### [What you should do]
Reproduce every line of the data below character for character, keeping the original order and line breaks.

-- START Data shown --

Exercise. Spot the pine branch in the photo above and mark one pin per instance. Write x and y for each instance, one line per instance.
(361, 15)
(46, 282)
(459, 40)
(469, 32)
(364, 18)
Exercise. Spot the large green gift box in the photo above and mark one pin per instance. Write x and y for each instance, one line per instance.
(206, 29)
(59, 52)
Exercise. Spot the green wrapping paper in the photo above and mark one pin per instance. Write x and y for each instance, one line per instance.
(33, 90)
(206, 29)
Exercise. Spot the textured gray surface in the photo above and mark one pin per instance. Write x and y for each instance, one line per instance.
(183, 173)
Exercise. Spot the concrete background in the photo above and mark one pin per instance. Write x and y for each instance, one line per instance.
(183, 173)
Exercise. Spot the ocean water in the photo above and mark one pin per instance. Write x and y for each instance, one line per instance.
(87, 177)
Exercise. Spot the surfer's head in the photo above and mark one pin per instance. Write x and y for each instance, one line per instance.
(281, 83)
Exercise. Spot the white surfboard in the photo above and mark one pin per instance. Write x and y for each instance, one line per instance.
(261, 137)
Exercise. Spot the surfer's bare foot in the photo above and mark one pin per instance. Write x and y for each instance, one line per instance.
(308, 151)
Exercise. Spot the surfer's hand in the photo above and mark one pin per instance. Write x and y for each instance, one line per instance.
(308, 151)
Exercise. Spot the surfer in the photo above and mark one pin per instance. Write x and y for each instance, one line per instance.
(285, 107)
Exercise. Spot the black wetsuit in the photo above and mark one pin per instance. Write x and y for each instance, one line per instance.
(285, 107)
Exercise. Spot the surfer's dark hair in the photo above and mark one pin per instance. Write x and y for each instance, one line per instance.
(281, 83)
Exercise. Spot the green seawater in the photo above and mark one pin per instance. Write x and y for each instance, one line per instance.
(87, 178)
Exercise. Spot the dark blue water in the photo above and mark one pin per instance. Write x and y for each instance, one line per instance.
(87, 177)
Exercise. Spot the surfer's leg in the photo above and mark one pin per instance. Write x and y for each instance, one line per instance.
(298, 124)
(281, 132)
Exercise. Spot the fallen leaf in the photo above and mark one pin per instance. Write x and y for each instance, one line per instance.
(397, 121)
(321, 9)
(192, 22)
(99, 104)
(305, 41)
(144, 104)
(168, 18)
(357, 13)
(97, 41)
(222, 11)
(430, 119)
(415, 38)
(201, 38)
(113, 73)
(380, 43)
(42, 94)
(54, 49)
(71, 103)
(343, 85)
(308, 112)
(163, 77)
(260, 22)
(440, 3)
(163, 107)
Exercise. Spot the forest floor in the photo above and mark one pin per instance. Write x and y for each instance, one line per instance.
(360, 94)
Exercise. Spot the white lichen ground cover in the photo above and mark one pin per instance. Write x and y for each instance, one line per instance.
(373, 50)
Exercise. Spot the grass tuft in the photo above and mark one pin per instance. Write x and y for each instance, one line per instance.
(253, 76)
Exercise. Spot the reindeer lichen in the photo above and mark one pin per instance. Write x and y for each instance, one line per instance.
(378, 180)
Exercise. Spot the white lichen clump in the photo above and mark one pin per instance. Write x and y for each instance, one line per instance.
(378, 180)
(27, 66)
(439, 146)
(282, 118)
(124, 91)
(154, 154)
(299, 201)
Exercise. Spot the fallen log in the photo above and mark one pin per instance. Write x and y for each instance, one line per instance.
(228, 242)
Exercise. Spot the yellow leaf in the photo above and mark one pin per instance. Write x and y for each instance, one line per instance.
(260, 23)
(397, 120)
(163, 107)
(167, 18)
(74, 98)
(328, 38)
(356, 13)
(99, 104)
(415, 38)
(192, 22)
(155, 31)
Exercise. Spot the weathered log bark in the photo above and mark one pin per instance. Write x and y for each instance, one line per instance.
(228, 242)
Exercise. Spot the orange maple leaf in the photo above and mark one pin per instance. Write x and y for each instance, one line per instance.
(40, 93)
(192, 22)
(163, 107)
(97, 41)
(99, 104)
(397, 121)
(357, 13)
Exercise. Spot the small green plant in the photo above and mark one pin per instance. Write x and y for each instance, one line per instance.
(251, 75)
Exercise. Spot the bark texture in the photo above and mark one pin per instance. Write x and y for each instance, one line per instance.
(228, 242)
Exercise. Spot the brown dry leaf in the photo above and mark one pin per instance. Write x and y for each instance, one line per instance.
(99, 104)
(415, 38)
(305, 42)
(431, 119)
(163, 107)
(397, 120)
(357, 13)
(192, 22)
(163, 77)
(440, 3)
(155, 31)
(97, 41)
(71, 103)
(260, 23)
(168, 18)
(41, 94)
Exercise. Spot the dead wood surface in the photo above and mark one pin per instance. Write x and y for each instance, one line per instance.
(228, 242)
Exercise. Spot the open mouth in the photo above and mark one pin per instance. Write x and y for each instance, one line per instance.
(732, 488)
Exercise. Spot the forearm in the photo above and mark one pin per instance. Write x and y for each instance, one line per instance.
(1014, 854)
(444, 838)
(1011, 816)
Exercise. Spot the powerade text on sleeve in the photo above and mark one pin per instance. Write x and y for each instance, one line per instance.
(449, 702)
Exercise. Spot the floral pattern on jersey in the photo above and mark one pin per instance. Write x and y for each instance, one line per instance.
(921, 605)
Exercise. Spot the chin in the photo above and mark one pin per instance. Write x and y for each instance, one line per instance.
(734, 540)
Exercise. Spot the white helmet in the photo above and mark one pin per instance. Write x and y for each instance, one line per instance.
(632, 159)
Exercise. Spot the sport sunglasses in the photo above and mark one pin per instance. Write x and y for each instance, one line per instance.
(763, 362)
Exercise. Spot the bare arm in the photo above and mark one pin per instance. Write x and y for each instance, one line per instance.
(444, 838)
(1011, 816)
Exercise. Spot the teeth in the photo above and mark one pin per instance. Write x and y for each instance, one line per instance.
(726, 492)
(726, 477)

-- END Data shown --

### [Final result]
Exercise. Spot the pine branch in the photo above and mark one pin per instance. Write x and y for each instance, one line per instance.
(361, 15)
(46, 282)
(459, 40)
(469, 32)
(364, 18)
Exercise. Spot the large green gift box in the photo above and mark one pin per instance. Write x and y for each instance, one line per instance.
(206, 29)
(59, 52)
Exercise. Spot the green wrapping paper in the photo above and mark one pin per instance. Write x and y for each instance, one line per instance.
(33, 90)
(206, 29)
Exercise. Spot the textured gray surface in the photo above and mark one pin per instance. Write x and y for each instance, one line per instance.
(183, 173)
Exercise. Spot the concrete background in the photo above and mark one pin per instance. Write x and y for each instance, one line per instance.
(183, 173)
Exercise. Spot the ocean water in the photo above and mark one pin per instance. Write x and y for each instance, one line per instance.
(87, 177)
Exercise. Spot the surfer's head in the photo above and mark one pin per instance. Write x and y for each instance, one line per instance.
(281, 83)
Exercise. Spot the white surfboard in the photo above and mark one pin per instance. Write x and y for each instance, one line per instance.
(261, 137)
Exercise. Spot the surfer's bare foot in the photo above and mark one pin per instance. Write x and y for each instance, one line per instance.
(308, 151)
Exercise. Spot the surfer's hand in the photo above and mark one pin per instance. Write x and y for each instance, one line per instance.
(308, 151)
Exercise. Spot the surfer in the photo above and mark one pin per instance. Write x and y for each instance, one line per instance.
(285, 107)
Exercise. Spot the black wetsuit in the photo above and mark one pin per instance. Write x and y for each instance, one line per instance.
(285, 107)
Exercise. Spot the surfer's dark hair in the photo above and mark one pin per instance. Write x and y for each instance, one line per instance.
(281, 83)
Exercise. Spot the green seawater in the photo above and mark one pin per instance. Write x and y for each instance, one line per instance.
(87, 178)
Exercise. Spot the dark blue water in the photo above and mark one pin per instance. Write x and y for each instance, one line per instance.
(87, 177)
Exercise. Spot the surfer's leg in the photo above and mark one pin per instance. Write x and y for each instance, one line per instance.
(298, 124)
(281, 132)
Exercise. Spot the fallen leaf in the photo above and mark one pin per instance. Write x and y for each instance, one line per instance.
(397, 121)
(321, 9)
(192, 22)
(99, 104)
(305, 41)
(144, 104)
(168, 18)
(357, 13)
(97, 41)
(222, 11)
(430, 119)
(415, 38)
(201, 38)
(113, 73)
(380, 43)
(42, 94)
(54, 49)
(71, 103)
(343, 85)
(308, 112)
(163, 77)
(260, 22)
(440, 3)
(163, 107)
Exercise. Spot the forest floor in the photo above and mark one pin per instance. Write x and y for each instance, one line per instance.
(360, 94)
Exercise. Spot the white lichen ground cover in the photo above and mark one pin per instance. Write x and y for each instance, one line per instance.
(373, 50)
Exercise. Spot the grass tuft in the photo above and mark one pin per instance. Write x and y for each instance, one line per instance.
(253, 76)
Exercise. Spot the reindeer lichen in the photo above and mark one pin per instance. Write x and y for each instance, one line per instance.
(378, 180)
Exercise. Spot the white lichen clump in the photo above and mark one pin per instance. Write x and y for each instance, one line per instance.
(378, 180)
(27, 66)
(439, 146)
(282, 118)
(124, 91)
(154, 154)
(299, 201)
Exercise. Spot the fallen log in the photo above and mark one pin per instance. Write x and y for each instance, one line per instance.
(228, 242)
Exercise. Spot the yellow leaf in the photo above and mark one pin per instance. Write x and y for each instance, one line per instance.
(260, 23)
(397, 120)
(163, 107)
(167, 18)
(74, 98)
(328, 38)
(356, 13)
(99, 104)
(415, 38)
(192, 22)
(155, 31)
Exercise. Spot the weathered log bark in the photo above and mark one pin per instance. Write x and y for each instance, one line per instance.
(228, 242)
Exercise. Spot the orange maple leaf in the photo above and mark one pin per instance. Write x and y for each instance, one line per instance.
(40, 93)
(192, 22)
(163, 107)
(97, 41)
(99, 104)
(397, 121)
(357, 13)
Exercise. Spot the small green plant in the photo above and mark one pin per instance. Write x and y for each instance, one line per instance.
(251, 75)
Exercise. Spot the bark texture in the photo above and mark one pin per instance. Write x and y for each instance, one line per instance.
(228, 242)
Exercise. Spot the brown dry leaf in the photo above and mark one pin per instance. Write x and y for each instance, one line per instance.
(99, 104)
(415, 38)
(305, 42)
(431, 119)
(163, 107)
(397, 120)
(357, 13)
(192, 22)
(163, 77)
(440, 3)
(155, 31)
(97, 41)
(71, 103)
(260, 23)
(168, 18)
(41, 94)
Exercise. Spot the dead wood surface in the photo above and mark one pin per instance. Write x and y for each instance, one line per instance.
(228, 242)
Exercise. Spot the open mouth in the photo above and mark one pin per instance. Write x and y for each instance, one line per instance.
(732, 488)
Exercise. Spot the forearm in the photo above and mark one pin per instance. Write x and y for each instance, one line per instance.
(1014, 854)
(444, 838)
(1011, 816)
Exercise. Spot the powerade text on sleeve in the photo above and mark one pin per instance. Write x and y for each instance, one line per instance.
(449, 702)
Exercise. Spot the floral pattern on jersey in the photo above and mark one pin per instance. Write x and y for each instance, one line per instance.
(921, 605)
Exercise. Spot the chin in the photo above and mark one pin per instance. Write x and y for each instance, one line per instance.
(734, 540)
Exercise. Spot the white helmet in the photo above and mark one pin per instance. Write x and y for each instance, one line per instance.
(632, 159)
Exercise. Spot the sport sunglasses in the photo above and mark one pin per instance. Write x and y for each instance, one line per instance.
(763, 362)
Exercise. Spot the bare arm in the photo above and mark one pin per instance. Write x and y for each instance, one line per instance.
(444, 838)
(1011, 816)
Exercise. Spot the teeth in the photo above and mark one pin per instance. Write x and y for each instance, one line per instance.
(726, 492)
(726, 477)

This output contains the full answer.